*WHAT THE TASK ASKS:* Go through the listing beneath and show each line containing the string "road".

*SUPPLIED INFORMATION:*
·····

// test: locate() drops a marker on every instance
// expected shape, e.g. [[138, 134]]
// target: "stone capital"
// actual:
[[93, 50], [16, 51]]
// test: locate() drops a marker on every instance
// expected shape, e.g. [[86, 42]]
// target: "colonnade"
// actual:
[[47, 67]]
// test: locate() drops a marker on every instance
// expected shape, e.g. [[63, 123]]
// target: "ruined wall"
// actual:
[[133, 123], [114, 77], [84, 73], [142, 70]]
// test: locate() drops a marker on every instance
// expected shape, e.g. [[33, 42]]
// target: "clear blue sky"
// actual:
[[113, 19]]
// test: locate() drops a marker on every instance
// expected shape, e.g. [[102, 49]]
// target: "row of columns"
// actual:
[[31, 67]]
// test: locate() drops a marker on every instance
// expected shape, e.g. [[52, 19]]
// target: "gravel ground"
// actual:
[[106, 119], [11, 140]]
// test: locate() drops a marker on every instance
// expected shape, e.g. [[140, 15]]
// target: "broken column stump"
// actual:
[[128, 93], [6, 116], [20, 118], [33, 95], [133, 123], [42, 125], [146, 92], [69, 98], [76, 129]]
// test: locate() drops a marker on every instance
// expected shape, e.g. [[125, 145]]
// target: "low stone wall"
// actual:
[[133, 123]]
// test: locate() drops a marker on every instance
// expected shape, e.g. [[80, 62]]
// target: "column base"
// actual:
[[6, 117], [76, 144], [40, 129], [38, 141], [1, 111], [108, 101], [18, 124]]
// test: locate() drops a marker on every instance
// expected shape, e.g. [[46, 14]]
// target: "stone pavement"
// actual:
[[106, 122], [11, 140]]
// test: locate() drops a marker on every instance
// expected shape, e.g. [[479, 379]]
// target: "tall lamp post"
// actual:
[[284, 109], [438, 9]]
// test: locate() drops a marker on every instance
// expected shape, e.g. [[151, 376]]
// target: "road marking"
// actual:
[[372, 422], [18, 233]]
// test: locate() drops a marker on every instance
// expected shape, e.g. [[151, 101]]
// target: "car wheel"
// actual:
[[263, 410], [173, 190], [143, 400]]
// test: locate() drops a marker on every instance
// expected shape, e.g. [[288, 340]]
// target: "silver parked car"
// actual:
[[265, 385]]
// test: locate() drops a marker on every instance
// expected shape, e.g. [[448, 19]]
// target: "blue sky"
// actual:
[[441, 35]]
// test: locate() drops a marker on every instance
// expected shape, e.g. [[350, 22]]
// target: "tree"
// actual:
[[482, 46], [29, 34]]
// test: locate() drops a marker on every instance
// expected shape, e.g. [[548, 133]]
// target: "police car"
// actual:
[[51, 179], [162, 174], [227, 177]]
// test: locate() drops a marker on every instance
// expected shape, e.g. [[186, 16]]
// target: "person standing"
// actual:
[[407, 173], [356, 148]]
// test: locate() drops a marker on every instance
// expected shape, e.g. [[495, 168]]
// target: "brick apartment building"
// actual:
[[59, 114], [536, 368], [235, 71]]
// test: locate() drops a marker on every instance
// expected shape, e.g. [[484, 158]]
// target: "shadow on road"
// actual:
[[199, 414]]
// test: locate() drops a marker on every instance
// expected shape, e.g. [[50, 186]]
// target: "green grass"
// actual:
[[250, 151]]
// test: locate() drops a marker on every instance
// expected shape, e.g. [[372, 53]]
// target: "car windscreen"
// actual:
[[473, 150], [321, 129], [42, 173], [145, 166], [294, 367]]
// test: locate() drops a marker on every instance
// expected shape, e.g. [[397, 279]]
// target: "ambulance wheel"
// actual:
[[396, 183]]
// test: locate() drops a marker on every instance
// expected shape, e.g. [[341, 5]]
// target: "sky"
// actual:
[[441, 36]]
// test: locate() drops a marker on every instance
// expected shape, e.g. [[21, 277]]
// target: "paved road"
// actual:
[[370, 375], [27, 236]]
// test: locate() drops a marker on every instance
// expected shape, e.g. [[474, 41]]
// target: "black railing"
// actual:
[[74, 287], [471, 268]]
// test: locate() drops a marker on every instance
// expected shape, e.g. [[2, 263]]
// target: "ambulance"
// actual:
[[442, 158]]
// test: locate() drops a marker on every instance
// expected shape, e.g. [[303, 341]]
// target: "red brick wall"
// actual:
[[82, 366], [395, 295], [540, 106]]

·····

*EXPECTED ANSWER:*
// target: "road marking"
// target: "shadow on road"
// target: "paved road"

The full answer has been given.